Request A: Repeat word for word the passage of the PROC SQL text that opens with the words containing "In SAS, PROC" and closes with "familiar SQL syntax.".

Text section:
SQL, or Structured Query Language, is a standardized language used to interact with relational databases. SQL is widely adopted by data analysts, developers, and database administrators for its clarity and efficiency. In particular, when generating business reports, exploring datasets, or making data-driven decisions, SQL's SELECT statement provides a powerful way to retrieve the information you need.
In SAS, PROC SQL is the procedure that enables users to write and execute SQL statements directly within the SAS environment. It integrates the structured querying capabilities of SQL with SAS's robust data analysis, allowing you to interact with SAS datasets much like you would with relational databases. Using PROC SQL, you can select specific columns, apply conditional filters, and perform data aggregations--whether from a single table or through complex joins across multiple tables--all using familiar SQL syntax.
To execute a SELECT statement in SAS, start the SQL procedure with PROC SQL; statement, write your SELECT query, and conclude with the QUIT; statement.

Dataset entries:

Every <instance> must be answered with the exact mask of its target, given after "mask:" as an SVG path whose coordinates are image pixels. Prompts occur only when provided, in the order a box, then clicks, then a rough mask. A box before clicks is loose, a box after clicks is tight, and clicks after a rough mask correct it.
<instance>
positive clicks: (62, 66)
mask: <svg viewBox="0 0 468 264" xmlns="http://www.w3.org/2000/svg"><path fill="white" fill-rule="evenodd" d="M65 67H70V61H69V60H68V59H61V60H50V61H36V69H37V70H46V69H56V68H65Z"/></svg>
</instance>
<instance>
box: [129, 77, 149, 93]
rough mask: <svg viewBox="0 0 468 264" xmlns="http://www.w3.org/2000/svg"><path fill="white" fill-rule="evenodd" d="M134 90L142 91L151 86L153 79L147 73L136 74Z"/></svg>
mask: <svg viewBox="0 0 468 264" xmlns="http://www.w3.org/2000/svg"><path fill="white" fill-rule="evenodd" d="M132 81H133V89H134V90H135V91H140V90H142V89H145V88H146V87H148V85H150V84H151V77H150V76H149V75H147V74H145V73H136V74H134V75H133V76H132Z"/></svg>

Request B: List every line in the rows above that contains the string "mask", matching case exactly.

Answer area A:
In SAS, PROC SQL is the procedure that enables users to write and execute SQL statements directly within the SAS environment. It integrates the structured querying capabilities of SQL with SAS's robust data analysis, allowing you to interact with SAS datasets much like you would with relational databases. Using PROC SQL, you can select specific columns, apply conditional filters, and perform data aggregations--whether from a single table or through complex joins across multiple tables--all using familiar SQL syntax.

Answer area B:
Every <instance> must be answered with the exact mask of its target, given after "mask:" as an SVG path whose coordinates are image pixels. Prompts occur only when provided, in the order a box, then clicks, then a rough mask. A box before clicks is loose, a box after clicks is tight, and clicks after a rough mask correct it.
mask: <svg viewBox="0 0 468 264" xmlns="http://www.w3.org/2000/svg"><path fill="white" fill-rule="evenodd" d="M65 67H70V61H69V60H68V59H61V60H50V61H36V69H37V70H46V69H56V68H65Z"/></svg>
rough mask: <svg viewBox="0 0 468 264" xmlns="http://www.w3.org/2000/svg"><path fill="white" fill-rule="evenodd" d="M134 90L142 91L151 86L153 79L147 73L136 74Z"/></svg>
mask: <svg viewBox="0 0 468 264" xmlns="http://www.w3.org/2000/svg"><path fill="white" fill-rule="evenodd" d="M132 81H133V89H134V90H135V91H140V90H142V89H145V88H146V87H148V85H150V84H151V77H150V76H149V75H147V74H145V73H136V74H134V75H133V76H132Z"/></svg>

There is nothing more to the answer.